<<<<
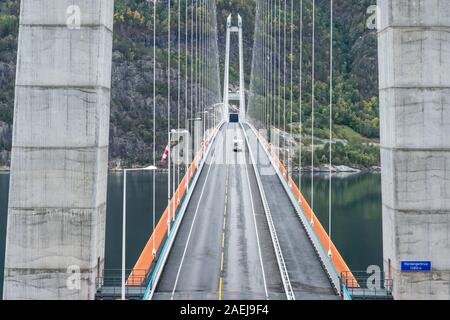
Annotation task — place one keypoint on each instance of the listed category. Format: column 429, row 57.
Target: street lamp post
column 124, row 219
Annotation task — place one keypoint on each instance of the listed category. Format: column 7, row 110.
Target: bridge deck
column 307, row 276
column 223, row 247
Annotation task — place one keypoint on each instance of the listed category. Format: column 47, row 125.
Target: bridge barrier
column 148, row 257
column 338, row 263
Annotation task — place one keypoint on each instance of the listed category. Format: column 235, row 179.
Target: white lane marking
column 193, row 221
column 256, row 226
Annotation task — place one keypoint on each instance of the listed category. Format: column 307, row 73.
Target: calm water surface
>>>>
◆ **Task objective**
Arrange every line of the records above as a numbered list, skipping blank lines and leaving out the pictures.

◆ **Reply**
1. Annotation task — place one keypoint on each instance of the listed category. Format: column 429, row 57.
2. Target: street lamp post
3. column 124, row 219
4. Annotation task — place one keypoint on each instance of the listed category. Format: column 7, row 110.
5. Target: bridge deck
6. column 307, row 276
7. column 223, row 247
8. Annotation task — place one keypoint on each instance of the listed category. Format: column 47, row 125.
9. Target: bridge barrier
10. column 148, row 257
11. column 338, row 263
12. Annotation task — place one keypoint on each instance of the listed category. Format: column 235, row 179.
13. Target: white lane marking
14. column 193, row 221
15. column 256, row 226
16. Annotation task — place one keypoint on each instance of the listed category. Format: column 307, row 73.
17. Target: calm water surface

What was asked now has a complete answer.